▶ _MATERIAL_
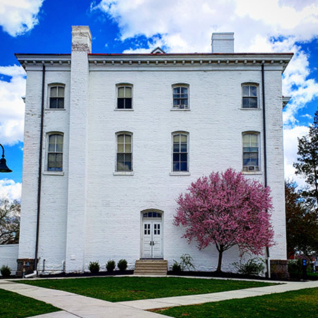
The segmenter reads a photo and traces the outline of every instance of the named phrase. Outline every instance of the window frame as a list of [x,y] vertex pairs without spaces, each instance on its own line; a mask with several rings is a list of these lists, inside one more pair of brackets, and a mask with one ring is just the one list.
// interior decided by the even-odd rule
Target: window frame
[[[118,137],[124,135],[129,135],[131,137],[131,152],[130,153],[118,153]],[[130,131],[118,131],[115,133],[115,174],[133,174],[133,134]],[[124,137],[124,141],[125,137]],[[124,142],[124,147],[126,147],[126,142]],[[131,154],[131,170],[118,170],[118,153],[130,153]]]
[[[246,135],[254,135],[257,138],[257,161],[258,161],[258,165],[257,166],[252,166],[252,165],[244,165],[244,153],[252,153],[252,151],[249,152],[244,152],[244,136]],[[259,131],[244,131],[242,133],[242,172],[243,174],[261,174],[261,133]],[[252,148],[250,147],[250,148]],[[245,169],[245,167],[247,167],[246,170]],[[257,167],[256,169],[254,170],[249,170],[249,167]]]
[[[248,96],[244,96],[243,95],[243,87],[246,86],[255,86],[256,88],[256,96],[254,97],[253,96],[250,95],[250,88],[249,89],[249,95]],[[244,97],[245,98],[256,98],[256,107],[244,107],[243,106],[243,99]],[[241,84],[241,109],[244,110],[255,110],[255,109],[260,109],[260,95],[259,95],[259,84],[256,82],[247,82],[245,83],[242,83]]]
[[[60,135],[62,138],[62,151],[50,151],[50,138],[53,135]],[[56,138],[55,138],[55,148],[56,148]],[[55,149],[56,150],[56,149]],[[49,160],[48,157],[50,153],[55,153],[55,154],[62,154],[62,168],[61,170],[57,170],[57,169],[50,169],[48,165],[49,165]],[[61,131],[50,131],[46,133],[46,165],[45,165],[45,169],[44,172],[46,172],[46,174],[64,174],[64,133],[61,132]],[[55,167],[56,169],[56,167]]]
[[[51,97],[51,89],[53,88],[57,88],[57,97]],[[58,91],[59,88],[63,88],[64,90],[63,97],[58,97]],[[64,83],[50,83],[48,85],[48,104],[46,109],[49,111],[64,111],[65,110],[65,93],[66,93],[66,85]],[[63,108],[51,108],[50,107],[50,100],[51,98],[63,98]]]
[[[175,88],[187,88],[187,107],[180,108],[180,104],[179,106],[174,106],[174,89]],[[189,111],[190,110],[190,85],[186,83],[176,83],[171,85],[172,88],[172,106],[171,106],[171,111]],[[179,95],[181,95],[181,93],[179,93]],[[176,100],[180,100],[182,98],[176,98]]]
[[[182,151],[180,151],[180,148],[179,149],[179,152],[174,152],[174,139],[176,135],[185,135],[187,137],[187,170],[174,170],[174,155],[176,153],[178,153],[180,155],[183,153]],[[181,144],[181,141],[179,138],[179,145],[180,146]],[[174,175],[189,175],[189,133],[187,131],[174,131],[171,133],[171,176]],[[180,163],[181,161],[179,161],[179,163]]]
[[[131,97],[130,97],[131,100],[131,108],[122,108],[122,109],[118,108],[118,99],[119,98],[124,98],[124,100],[129,98],[129,97],[120,97],[118,96],[119,89],[120,88],[124,88],[125,92],[126,92],[126,88],[129,88],[131,89]],[[130,83],[118,83],[118,84],[116,84],[115,89],[116,89],[116,93],[115,93],[116,100],[115,100],[115,109],[116,111],[133,111],[133,85]],[[124,103],[125,103],[125,100],[124,101]]]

▶ _WRITTEN PROBLEM_
Pull out, word for word, the lines from the very start through the line that contains "the even-odd rule", with both ends included. Leave out any pictures.

▶ _FINISHED TASK_
The segmenter reads a photo and traces the outline of every instance of the named phrase. Outline every instance of the window frame as a list of [x,y] vertex pairs without spaces, each instance on its own line; a mask with several rings is a list of these lists, inside one more pair of brackets, and a mask with one ring is just the one list.
// interior decided by the even-odd rule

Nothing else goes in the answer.